Insight Multi-Asset weekly update – week commencing 2 September, 2019


Market and economic review 

US-China trade uncertainties drive risk sentiment

Risk assets performed well over the week as US-China trade tensions improved. Due to an escalation in US-China trade tensions at the end of last week investors began Monday on the back foot. However, the nervousness was quickly alleviated as President Trump, whilst attending the G7 meeting in France, stated he had spoken with the Chinese administration over the weekend, and that they were eager to “get back to the [negotiation] table”. This went some way to calm the market, as investors could salvage some hope that the trade talks, scheduled for September in Washington, will go ahead.

Thursday saw risk assets take another leg higher, boosted by comments from the Chinese Ministry of Commerce, suggesting that they were reluctant to further escalate the trade war. All the uncertainty surrounding the US-China trade negotiations made for some choppy intra-day price action, but ultimately led global equities to rally over 3%.

A new Italian coalition government is on the cards

On Thursday, Italy’s president, Sergio Mattarella, invited outgoing Prime Minister Giuseppe Conte, aligned with the Five Star Movement, to form a new administration with the Democratic Party. The previous coalition was thrown into disarray after Matteo Salvini, leader of the Northern League Party, tabled a vote of no confidence in early August. Italian equities rallied and bond yields fell as investors viewed the new coalition as a more market friendly proposition. The temporary improvement in political stability, leading to lower yields, supports Italy’s debt sustainability issues in the short term. That said, questions remain about the stability of the coalition going forward, as both parties have a history of bitter rivalry, and will be tested over the coming months as they preside over the budget process. 

Prime Minister Johnson raises the stakes regarding Brexit

The pace of the Brexit process accelerated as Prime Minister Boris Johnson took the unconventional step to prorogue Parliament. This will suspend Parliament for up to five weeks from mid-September, which significantly reduces the timeframe for the opponents of a no-deal Brexit to frustrate the process. There is significant opposition to this move by pro-remain MPs, including a number of Tory rebels, who are attempting to form a temporary cross-party government, which would aim to gain another extension from the European Commission.

§ WRITTEN TASK A:
Set down the market update word for word, starting with "Risk assets performed" and going on through "will go ahead.".
The market update has no connection to the rows.

[Photo-based point labeling data]
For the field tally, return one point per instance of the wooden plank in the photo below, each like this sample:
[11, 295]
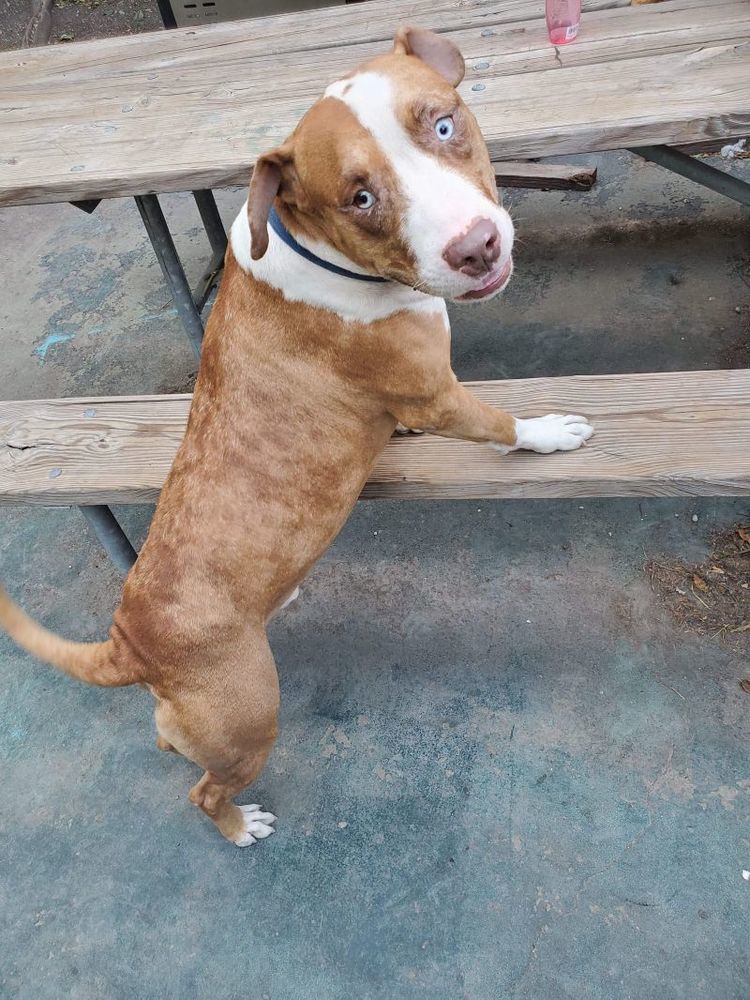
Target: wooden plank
[665, 434]
[545, 176]
[173, 115]
[299, 31]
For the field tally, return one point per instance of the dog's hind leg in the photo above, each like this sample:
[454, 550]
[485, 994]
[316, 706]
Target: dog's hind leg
[228, 725]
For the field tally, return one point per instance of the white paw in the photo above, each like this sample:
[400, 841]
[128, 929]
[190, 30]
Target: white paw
[288, 600]
[552, 433]
[257, 825]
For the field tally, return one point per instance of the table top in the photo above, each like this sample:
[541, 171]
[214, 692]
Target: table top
[193, 107]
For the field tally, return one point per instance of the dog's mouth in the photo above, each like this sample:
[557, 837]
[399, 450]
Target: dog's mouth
[495, 281]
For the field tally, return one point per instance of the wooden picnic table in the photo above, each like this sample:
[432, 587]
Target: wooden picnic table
[193, 107]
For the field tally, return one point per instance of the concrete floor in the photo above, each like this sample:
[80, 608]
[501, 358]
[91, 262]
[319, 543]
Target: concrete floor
[503, 772]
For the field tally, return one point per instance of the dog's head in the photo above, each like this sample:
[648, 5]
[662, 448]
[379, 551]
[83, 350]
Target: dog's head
[390, 169]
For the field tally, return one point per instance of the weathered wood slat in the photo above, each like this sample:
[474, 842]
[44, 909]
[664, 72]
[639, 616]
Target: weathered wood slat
[195, 107]
[300, 31]
[545, 176]
[664, 434]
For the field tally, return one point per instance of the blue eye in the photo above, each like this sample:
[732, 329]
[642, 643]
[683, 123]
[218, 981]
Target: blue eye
[364, 200]
[444, 128]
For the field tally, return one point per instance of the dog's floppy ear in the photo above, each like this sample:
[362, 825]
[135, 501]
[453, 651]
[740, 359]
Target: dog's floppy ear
[265, 184]
[435, 50]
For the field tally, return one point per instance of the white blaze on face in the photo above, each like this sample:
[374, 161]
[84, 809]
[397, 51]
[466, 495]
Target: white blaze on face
[441, 204]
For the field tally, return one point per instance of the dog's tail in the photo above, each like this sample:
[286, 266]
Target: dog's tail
[93, 662]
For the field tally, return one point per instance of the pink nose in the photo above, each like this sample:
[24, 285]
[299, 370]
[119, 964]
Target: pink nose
[476, 251]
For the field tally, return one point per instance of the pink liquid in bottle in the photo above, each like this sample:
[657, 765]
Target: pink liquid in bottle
[563, 19]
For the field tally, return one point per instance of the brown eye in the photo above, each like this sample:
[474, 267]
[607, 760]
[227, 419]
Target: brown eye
[364, 200]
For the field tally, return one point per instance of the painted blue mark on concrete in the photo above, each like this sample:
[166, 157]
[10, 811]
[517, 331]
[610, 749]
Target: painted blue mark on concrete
[49, 341]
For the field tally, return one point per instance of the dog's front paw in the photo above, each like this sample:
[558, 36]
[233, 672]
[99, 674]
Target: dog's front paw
[257, 825]
[552, 433]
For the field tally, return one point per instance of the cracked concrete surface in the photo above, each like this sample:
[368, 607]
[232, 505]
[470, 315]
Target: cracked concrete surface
[502, 771]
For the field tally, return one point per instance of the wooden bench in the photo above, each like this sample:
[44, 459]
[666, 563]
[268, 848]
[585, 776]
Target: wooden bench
[670, 434]
[191, 109]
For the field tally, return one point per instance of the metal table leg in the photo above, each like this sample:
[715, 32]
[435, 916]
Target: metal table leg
[212, 223]
[107, 529]
[171, 266]
[697, 170]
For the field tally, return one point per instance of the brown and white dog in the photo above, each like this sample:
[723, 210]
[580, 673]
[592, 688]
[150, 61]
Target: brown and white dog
[308, 365]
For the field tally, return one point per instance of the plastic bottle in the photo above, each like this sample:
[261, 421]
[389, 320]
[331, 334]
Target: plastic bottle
[563, 19]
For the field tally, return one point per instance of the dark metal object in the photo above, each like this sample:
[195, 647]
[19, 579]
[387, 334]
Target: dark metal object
[174, 275]
[39, 28]
[212, 223]
[167, 14]
[87, 204]
[697, 170]
[107, 529]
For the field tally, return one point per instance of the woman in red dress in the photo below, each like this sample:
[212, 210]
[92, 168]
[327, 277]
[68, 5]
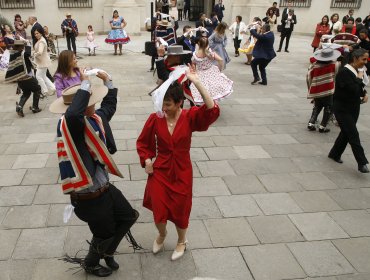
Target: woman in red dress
[168, 192]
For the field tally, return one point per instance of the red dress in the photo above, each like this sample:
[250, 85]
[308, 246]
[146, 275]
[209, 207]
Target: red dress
[168, 192]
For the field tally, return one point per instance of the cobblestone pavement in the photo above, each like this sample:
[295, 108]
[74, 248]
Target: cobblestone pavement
[268, 203]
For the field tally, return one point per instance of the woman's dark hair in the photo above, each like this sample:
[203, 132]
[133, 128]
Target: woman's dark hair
[221, 28]
[327, 20]
[333, 15]
[65, 60]
[356, 54]
[203, 43]
[174, 93]
[351, 19]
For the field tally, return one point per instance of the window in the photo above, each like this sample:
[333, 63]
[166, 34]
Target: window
[296, 3]
[347, 4]
[75, 3]
[17, 4]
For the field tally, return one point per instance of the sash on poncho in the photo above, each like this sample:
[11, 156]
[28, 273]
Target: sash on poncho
[73, 172]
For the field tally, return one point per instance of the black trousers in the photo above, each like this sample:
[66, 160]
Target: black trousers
[325, 103]
[285, 34]
[237, 44]
[262, 64]
[109, 215]
[30, 86]
[348, 134]
[71, 39]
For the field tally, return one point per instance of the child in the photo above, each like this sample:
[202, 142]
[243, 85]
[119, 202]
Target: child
[90, 44]
[216, 83]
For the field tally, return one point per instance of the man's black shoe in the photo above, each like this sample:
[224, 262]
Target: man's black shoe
[255, 81]
[339, 160]
[111, 263]
[99, 270]
[363, 168]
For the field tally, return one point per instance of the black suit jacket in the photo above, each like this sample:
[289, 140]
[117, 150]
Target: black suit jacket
[37, 26]
[285, 18]
[76, 123]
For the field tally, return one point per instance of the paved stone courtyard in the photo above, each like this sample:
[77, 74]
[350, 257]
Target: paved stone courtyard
[268, 203]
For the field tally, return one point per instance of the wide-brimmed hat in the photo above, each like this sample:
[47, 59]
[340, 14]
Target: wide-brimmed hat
[327, 54]
[60, 105]
[177, 50]
[164, 22]
[19, 43]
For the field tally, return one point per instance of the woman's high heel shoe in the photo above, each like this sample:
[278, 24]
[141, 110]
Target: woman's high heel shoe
[177, 255]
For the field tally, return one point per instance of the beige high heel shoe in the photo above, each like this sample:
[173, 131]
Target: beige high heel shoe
[177, 255]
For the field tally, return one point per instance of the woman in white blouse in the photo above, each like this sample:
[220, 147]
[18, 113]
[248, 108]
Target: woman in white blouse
[42, 61]
[238, 29]
[335, 24]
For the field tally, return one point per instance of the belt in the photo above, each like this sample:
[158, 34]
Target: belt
[90, 195]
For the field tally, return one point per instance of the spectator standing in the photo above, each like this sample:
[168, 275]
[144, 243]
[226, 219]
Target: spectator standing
[70, 31]
[322, 28]
[288, 21]
[219, 9]
[263, 52]
[180, 7]
[348, 16]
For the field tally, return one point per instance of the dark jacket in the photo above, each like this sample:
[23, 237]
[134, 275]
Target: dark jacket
[348, 91]
[37, 26]
[76, 124]
[264, 47]
[284, 20]
[219, 10]
[188, 45]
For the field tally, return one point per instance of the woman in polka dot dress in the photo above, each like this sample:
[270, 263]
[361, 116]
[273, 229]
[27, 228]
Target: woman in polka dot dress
[217, 84]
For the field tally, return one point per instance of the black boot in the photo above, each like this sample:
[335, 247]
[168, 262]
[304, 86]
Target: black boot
[315, 113]
[97, 248]
[111, 263]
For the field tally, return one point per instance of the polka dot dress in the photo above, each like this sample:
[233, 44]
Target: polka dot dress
[217, 84]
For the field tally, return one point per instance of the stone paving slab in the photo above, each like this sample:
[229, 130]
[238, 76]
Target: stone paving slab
[266, 261]
[275, 229]
[222, 263]
[320, 258]
[356, 251]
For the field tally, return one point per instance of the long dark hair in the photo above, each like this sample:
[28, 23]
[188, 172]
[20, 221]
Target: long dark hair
[327, 20]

§ WRITTEN TASK B:
Return every line of the rows that contains the word "standing", matching case exactly.

§ TASK SOLUTION A:
Risk assets performed well over the week as US-China trade tensions improved. Due to an escalation in US-China trade tensions at the end of last week investors began Monday on the back foot. However, the nervousness was quickly alleviated as President Trump, whilst attending the G7 meeting in France, stated he had spoken with the Chinese administration over the weekend, and that they were eager to “get back to the [negotiation] table”. This went some way to calm the market, as investors could salvage some hope that the trade talks, scheduled for September in Washington, will go ahead.

§ TASK SOLUTION B:
For the field tally, return one point per instance of the spectator standing in the photo above, each like this sample:
Target: spectator standing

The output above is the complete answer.